Please update the stretch from the start of the records through the line containing "[177,36,225,102]" by replacing "scene" with "frame", changing nothing else. Give back only those lines.

--- START OF DATASET ENTRIES ---

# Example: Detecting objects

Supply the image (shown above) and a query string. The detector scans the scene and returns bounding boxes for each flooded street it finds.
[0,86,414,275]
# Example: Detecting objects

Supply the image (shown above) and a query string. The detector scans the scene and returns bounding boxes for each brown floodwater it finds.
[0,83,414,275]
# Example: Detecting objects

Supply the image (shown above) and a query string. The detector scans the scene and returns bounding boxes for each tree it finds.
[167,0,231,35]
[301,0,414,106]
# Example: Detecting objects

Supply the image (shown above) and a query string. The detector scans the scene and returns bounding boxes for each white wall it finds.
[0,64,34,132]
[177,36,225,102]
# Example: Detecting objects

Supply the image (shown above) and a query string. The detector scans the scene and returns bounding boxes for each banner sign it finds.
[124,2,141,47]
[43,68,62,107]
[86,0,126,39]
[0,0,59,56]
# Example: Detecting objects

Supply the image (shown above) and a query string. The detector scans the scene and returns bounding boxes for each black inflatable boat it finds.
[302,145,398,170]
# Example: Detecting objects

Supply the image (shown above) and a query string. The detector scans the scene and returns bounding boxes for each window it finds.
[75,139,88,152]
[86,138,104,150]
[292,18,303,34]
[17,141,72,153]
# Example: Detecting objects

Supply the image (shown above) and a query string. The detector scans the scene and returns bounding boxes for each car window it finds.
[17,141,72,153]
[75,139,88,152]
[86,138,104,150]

--- END OF DATASET ENTRIES ---

■ WRITTEN RESPONSE
# Example: Detecting objects

Supply the image (shown above) and a query string. The detector scans the frame and returns bounding boxes for each flooded street it finds.
[0,86,414,275]
# Example: Detecting objects

Supply the image (shown above) and a query string. The detector scans the frame and returns bounding boxes for each brown floodwater it finds.
[0,83,414,275]
# Example: Detecting objects

Supply the image (shown above) and a query string. The detector scans the frame and returns bounding boxes for each tree it finds.
[167,0,231,35]
[301,0,414,106]
# Example: Detecting objects

Supply the image (shown above) and a query string. The detector scans the frame and returns bounding boxes for each white wall it finds.
[0,64,34,132]
[177,36,225,102]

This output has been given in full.